* **WRITTEN PROBLEM**:
From the data below, keep only the lines that contain the string "number", and copy each of them out. Matching is case-sensitive.

* **DATA SHOWN**:
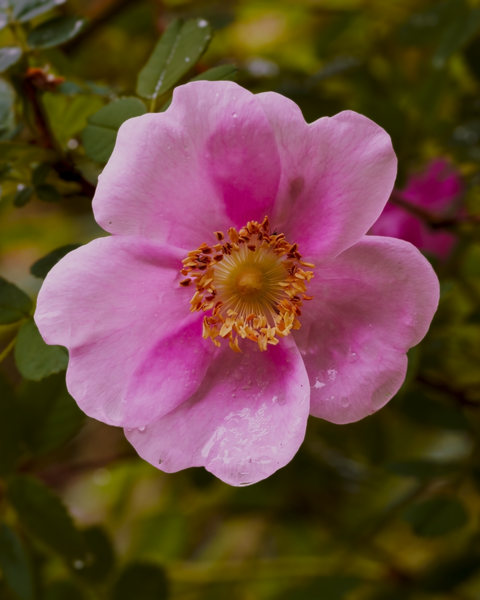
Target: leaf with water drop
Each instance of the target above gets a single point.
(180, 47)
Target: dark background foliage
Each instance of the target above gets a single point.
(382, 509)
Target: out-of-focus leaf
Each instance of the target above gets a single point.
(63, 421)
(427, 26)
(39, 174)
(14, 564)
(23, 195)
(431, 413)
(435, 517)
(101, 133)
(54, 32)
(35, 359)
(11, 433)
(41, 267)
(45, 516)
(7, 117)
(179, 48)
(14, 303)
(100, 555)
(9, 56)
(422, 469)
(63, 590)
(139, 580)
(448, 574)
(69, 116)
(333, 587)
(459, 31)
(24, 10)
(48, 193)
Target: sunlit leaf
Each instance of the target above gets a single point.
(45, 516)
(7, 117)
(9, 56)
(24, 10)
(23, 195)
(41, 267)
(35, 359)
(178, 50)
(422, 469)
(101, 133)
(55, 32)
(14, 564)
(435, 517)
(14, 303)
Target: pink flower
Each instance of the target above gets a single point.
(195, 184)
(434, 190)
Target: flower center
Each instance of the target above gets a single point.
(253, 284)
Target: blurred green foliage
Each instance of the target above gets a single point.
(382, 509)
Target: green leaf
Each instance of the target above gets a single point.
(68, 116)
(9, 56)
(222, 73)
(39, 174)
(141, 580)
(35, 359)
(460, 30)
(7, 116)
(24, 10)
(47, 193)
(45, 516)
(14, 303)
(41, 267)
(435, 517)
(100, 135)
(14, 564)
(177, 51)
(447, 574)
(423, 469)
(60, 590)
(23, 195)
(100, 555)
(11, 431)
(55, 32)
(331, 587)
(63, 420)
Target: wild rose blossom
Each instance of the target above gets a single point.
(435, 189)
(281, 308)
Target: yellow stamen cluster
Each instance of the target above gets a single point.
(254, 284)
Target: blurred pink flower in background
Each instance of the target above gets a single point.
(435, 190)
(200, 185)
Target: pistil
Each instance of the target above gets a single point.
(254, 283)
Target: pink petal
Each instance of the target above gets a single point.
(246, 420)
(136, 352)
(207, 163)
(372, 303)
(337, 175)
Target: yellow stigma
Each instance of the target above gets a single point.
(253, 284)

* * *

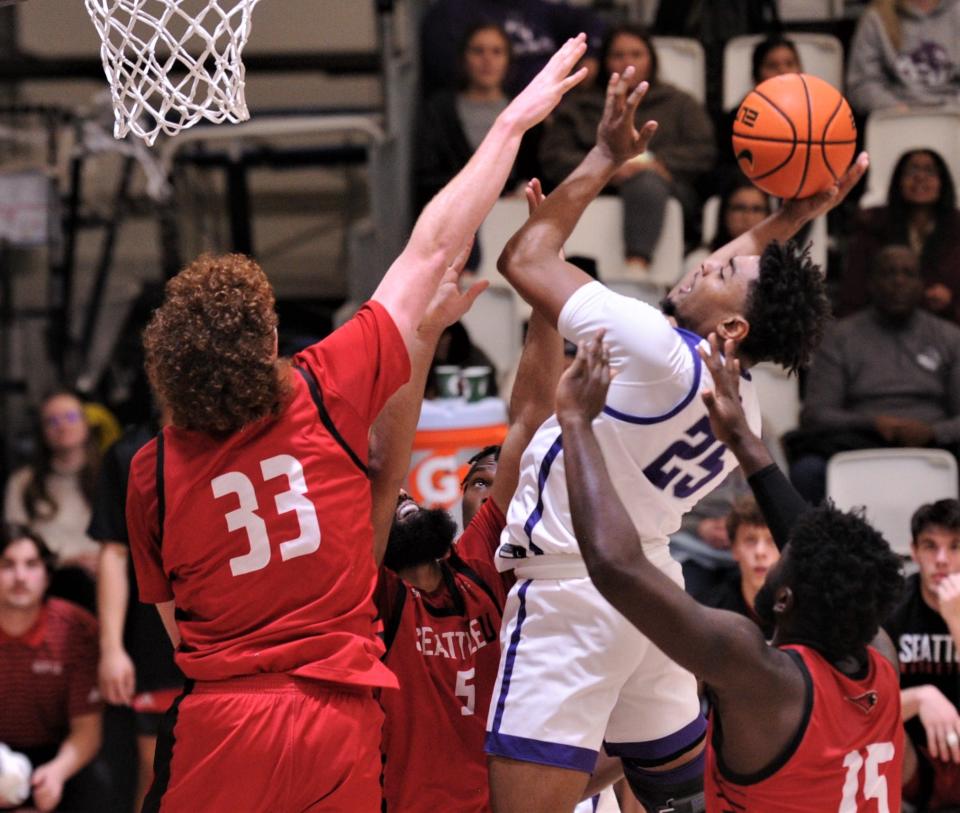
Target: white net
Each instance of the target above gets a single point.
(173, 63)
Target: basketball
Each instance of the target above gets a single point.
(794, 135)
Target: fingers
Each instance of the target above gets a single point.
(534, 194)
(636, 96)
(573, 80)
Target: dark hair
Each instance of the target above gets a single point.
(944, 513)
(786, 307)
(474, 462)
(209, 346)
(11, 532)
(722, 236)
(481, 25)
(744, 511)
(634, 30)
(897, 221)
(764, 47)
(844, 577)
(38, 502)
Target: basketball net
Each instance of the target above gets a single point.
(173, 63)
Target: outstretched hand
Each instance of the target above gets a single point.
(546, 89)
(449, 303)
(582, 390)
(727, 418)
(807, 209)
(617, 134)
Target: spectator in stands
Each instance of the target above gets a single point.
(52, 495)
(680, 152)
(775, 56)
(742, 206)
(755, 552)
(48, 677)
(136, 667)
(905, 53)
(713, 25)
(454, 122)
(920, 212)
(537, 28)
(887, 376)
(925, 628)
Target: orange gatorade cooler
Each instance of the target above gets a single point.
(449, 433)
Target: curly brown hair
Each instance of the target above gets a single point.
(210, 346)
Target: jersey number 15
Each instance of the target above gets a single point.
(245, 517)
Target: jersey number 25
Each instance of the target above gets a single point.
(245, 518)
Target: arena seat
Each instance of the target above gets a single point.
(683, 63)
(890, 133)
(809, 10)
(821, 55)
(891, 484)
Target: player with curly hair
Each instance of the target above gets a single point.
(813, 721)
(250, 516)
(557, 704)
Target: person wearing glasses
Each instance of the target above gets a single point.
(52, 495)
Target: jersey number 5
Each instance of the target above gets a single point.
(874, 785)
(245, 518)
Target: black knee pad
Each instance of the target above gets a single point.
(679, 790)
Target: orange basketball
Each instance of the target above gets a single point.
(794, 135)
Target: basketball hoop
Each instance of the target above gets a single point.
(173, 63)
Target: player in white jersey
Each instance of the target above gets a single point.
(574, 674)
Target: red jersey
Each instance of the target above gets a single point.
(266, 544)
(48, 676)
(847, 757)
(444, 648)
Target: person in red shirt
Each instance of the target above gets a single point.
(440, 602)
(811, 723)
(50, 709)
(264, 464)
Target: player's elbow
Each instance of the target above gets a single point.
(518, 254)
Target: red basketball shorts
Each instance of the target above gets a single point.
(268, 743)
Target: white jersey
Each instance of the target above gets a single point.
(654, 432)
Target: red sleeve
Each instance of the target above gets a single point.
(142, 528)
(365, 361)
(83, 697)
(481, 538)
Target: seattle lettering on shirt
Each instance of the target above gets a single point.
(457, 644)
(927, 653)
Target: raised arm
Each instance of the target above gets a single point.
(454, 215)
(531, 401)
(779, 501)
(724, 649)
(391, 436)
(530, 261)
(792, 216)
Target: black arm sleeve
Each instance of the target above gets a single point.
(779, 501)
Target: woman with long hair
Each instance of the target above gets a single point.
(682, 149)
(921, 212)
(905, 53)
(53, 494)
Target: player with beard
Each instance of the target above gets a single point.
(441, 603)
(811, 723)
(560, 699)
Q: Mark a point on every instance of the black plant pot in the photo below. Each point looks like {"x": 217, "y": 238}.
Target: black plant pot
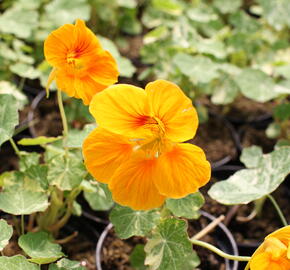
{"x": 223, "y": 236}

--

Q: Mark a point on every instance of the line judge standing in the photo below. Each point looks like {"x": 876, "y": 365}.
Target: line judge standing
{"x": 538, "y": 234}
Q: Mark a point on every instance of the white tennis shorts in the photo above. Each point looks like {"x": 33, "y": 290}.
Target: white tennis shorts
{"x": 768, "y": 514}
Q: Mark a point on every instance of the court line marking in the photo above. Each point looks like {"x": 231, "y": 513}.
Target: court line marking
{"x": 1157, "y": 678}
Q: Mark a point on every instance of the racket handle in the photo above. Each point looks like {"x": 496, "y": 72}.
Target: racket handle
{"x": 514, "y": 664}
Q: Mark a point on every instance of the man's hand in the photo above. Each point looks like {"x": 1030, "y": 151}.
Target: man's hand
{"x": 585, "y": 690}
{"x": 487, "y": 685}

* **RESPONSE**:
Target: jersey number 15
Target: jersey number 25
Target: jersey number 5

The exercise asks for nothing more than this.